(Dataset rows)
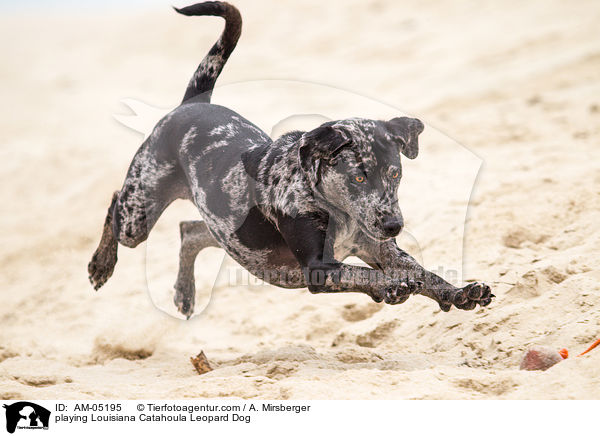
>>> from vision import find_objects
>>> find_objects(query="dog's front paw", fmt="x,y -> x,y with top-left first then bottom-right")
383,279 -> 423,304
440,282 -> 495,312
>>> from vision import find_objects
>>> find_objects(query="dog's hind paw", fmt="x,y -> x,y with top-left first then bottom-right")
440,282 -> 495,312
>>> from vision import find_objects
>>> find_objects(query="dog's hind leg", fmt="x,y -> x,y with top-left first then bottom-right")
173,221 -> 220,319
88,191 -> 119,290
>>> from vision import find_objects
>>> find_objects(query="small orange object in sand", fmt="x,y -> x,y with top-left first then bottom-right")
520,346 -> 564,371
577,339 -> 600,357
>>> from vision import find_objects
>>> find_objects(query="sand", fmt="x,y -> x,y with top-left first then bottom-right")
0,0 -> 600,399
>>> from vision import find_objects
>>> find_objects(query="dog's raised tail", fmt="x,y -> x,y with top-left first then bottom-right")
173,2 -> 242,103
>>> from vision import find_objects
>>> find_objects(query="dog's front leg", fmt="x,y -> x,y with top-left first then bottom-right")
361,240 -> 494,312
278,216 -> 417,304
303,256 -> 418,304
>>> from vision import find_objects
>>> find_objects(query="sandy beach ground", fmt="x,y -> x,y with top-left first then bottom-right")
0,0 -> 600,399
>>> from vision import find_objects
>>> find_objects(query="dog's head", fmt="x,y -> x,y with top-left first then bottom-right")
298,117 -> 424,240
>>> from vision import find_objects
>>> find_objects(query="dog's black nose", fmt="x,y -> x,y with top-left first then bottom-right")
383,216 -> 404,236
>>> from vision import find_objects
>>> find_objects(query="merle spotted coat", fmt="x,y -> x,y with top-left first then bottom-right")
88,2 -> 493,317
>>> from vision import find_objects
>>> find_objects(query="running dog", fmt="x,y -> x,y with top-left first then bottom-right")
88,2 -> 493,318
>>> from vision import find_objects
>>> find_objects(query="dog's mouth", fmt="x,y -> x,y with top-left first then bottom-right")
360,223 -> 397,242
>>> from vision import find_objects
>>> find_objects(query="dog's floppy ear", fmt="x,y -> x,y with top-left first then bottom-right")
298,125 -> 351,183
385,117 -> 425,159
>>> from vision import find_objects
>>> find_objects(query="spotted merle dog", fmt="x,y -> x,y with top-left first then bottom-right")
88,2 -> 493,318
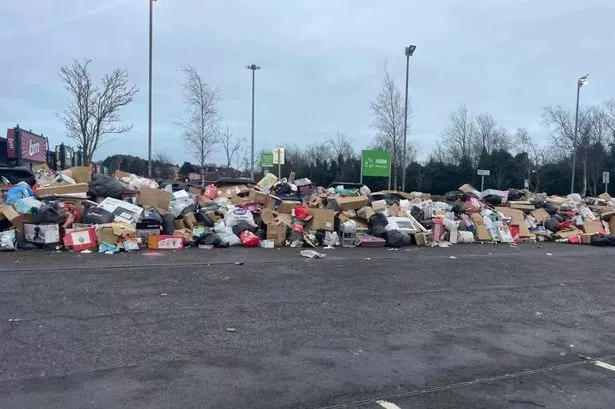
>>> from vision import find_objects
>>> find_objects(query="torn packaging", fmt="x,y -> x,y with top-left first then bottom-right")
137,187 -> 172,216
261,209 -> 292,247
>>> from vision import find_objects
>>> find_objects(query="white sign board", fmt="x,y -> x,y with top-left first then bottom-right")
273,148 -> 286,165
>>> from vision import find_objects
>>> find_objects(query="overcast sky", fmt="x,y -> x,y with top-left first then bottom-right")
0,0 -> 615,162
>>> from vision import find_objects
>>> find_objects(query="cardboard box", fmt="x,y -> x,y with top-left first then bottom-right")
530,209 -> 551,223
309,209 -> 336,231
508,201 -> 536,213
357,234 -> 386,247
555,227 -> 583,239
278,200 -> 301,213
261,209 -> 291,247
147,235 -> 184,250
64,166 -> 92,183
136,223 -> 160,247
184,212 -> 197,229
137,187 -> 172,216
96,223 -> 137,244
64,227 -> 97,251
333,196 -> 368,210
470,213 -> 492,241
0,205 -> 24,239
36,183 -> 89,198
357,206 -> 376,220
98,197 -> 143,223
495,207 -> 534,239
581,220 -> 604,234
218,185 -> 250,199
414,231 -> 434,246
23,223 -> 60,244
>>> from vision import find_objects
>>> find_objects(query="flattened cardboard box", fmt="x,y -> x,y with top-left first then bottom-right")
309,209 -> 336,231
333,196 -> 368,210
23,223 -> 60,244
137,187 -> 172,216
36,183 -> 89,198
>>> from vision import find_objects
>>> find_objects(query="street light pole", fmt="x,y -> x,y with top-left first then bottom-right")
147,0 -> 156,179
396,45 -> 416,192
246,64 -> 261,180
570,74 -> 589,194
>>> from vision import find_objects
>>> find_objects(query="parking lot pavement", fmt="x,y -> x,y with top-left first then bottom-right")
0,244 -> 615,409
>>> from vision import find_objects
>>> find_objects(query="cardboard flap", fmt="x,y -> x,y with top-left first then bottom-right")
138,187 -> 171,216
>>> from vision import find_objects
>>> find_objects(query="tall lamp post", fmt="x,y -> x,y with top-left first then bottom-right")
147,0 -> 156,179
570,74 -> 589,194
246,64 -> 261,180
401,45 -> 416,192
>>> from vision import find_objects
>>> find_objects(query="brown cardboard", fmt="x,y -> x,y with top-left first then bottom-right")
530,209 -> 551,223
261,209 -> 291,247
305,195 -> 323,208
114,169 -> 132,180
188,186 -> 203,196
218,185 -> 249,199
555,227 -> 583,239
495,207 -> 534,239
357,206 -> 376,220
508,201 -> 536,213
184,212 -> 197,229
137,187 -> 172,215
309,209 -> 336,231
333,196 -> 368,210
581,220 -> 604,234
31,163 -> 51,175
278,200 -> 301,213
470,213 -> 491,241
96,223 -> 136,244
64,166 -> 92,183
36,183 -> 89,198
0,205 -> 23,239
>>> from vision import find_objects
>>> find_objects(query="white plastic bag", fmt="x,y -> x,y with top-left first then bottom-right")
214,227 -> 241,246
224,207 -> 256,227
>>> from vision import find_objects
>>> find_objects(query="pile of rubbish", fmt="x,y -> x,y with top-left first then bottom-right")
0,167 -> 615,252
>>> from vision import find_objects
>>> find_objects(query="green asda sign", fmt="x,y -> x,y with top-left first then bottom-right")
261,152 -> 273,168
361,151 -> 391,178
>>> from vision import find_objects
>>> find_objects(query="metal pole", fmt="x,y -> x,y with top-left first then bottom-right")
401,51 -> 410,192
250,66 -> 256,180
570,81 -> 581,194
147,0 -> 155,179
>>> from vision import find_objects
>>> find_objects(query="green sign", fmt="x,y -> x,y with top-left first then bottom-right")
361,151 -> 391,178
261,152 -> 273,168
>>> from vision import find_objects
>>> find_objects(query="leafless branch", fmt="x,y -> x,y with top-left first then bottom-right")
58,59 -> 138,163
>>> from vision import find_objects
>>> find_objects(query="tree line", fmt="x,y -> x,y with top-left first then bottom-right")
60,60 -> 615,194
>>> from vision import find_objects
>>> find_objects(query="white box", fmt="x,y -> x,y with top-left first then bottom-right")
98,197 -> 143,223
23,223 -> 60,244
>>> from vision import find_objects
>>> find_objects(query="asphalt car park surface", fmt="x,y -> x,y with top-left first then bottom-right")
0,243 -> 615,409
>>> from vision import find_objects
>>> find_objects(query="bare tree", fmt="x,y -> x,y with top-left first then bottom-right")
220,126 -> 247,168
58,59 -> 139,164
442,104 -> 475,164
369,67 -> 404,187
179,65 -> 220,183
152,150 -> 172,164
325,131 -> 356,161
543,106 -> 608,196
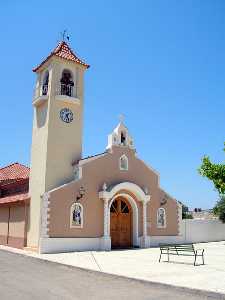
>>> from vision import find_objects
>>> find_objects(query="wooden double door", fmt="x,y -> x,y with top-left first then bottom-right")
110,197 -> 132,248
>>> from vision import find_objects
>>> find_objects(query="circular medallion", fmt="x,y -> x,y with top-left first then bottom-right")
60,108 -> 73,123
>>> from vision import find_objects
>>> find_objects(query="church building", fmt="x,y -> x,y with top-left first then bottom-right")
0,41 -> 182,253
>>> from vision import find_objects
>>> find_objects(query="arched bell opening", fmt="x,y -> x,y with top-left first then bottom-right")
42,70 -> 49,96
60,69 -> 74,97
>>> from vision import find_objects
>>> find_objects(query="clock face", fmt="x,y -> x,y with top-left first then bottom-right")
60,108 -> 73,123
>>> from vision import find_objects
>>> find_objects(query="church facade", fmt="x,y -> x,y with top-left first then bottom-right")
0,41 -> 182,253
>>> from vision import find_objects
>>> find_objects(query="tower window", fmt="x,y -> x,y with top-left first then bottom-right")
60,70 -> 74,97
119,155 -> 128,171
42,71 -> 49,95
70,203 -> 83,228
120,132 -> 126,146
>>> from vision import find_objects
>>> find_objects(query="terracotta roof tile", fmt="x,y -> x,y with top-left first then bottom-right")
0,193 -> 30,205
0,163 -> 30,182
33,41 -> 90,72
--
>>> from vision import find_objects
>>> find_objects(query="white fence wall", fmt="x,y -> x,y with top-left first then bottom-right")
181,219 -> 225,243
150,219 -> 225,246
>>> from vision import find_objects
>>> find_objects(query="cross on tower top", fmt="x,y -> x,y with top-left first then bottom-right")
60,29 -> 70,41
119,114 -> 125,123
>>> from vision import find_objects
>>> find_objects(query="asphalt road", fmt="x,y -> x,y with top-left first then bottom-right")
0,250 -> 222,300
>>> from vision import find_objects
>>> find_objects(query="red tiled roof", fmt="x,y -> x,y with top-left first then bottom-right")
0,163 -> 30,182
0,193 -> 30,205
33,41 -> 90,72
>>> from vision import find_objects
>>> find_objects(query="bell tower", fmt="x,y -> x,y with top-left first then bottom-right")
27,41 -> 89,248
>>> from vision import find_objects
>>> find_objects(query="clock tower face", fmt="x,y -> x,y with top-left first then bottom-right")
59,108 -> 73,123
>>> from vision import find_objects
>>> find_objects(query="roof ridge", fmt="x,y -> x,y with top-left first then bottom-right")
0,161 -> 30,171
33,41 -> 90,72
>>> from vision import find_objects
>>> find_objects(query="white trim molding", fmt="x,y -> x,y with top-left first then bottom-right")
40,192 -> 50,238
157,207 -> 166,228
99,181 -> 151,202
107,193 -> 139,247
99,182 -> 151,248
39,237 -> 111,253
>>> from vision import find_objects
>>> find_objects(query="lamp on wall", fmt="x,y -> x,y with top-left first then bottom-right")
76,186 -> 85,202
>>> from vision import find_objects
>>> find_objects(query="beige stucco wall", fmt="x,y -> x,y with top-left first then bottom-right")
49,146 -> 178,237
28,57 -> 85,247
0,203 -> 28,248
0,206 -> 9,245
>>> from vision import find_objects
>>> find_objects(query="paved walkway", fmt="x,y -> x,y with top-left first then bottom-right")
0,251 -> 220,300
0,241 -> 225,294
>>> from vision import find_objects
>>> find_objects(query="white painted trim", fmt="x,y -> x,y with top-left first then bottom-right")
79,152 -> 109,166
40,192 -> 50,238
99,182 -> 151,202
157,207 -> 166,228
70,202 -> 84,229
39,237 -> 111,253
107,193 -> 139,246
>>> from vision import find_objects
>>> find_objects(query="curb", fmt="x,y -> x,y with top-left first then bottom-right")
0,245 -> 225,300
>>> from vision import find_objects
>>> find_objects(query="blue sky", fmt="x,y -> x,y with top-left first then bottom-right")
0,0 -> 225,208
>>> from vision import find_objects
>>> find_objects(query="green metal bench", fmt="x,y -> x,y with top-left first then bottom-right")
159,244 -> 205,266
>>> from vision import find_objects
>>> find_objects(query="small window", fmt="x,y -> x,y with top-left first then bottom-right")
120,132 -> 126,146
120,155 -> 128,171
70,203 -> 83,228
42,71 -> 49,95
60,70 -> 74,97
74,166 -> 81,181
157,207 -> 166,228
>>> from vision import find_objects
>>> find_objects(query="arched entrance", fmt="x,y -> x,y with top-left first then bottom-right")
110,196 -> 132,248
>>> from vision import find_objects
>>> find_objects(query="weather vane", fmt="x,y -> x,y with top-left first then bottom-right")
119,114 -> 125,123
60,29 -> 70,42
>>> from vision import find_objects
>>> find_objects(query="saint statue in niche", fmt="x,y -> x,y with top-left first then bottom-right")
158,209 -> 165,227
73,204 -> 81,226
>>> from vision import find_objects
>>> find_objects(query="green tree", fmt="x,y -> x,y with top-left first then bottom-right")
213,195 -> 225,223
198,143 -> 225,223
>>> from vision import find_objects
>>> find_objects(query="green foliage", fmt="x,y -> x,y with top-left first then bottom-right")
==
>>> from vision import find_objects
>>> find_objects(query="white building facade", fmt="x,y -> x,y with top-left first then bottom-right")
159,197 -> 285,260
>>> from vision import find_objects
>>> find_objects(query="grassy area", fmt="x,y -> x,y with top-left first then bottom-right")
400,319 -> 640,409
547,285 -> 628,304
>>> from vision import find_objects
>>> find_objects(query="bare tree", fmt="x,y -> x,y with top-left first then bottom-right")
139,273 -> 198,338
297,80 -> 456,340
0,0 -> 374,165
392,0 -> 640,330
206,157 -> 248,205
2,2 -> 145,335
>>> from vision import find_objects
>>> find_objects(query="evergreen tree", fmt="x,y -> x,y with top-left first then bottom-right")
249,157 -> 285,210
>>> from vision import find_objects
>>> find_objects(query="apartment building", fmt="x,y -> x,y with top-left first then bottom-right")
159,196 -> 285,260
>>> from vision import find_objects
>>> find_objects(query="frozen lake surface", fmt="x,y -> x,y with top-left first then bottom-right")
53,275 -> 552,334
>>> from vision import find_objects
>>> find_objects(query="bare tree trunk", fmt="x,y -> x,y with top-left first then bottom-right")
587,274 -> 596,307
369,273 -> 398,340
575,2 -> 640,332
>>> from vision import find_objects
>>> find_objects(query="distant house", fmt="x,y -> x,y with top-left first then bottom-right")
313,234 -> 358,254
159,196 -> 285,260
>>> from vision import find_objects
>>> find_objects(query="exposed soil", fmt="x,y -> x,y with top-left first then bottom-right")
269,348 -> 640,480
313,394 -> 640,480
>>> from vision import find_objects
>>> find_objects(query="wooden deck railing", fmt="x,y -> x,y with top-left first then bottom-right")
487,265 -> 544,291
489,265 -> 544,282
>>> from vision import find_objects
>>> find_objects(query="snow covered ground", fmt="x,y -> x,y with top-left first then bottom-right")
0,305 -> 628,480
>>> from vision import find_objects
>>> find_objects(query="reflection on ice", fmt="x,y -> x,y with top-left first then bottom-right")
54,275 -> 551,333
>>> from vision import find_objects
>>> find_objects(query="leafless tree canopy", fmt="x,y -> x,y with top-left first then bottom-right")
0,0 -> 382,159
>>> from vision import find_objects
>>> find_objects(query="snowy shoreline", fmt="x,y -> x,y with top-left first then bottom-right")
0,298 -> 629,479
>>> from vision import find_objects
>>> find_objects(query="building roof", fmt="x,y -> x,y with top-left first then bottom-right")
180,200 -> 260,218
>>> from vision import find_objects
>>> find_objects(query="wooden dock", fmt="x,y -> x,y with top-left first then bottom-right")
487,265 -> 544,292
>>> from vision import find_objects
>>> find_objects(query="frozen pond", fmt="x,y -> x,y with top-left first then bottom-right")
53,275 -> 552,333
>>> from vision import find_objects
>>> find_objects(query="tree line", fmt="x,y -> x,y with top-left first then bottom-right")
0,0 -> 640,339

_THE TASK:_
Tally the rows above that contain the string "church", treating uppercase and lowercase as different, and give only the number.

_COMPLETE OUTPUT:_
2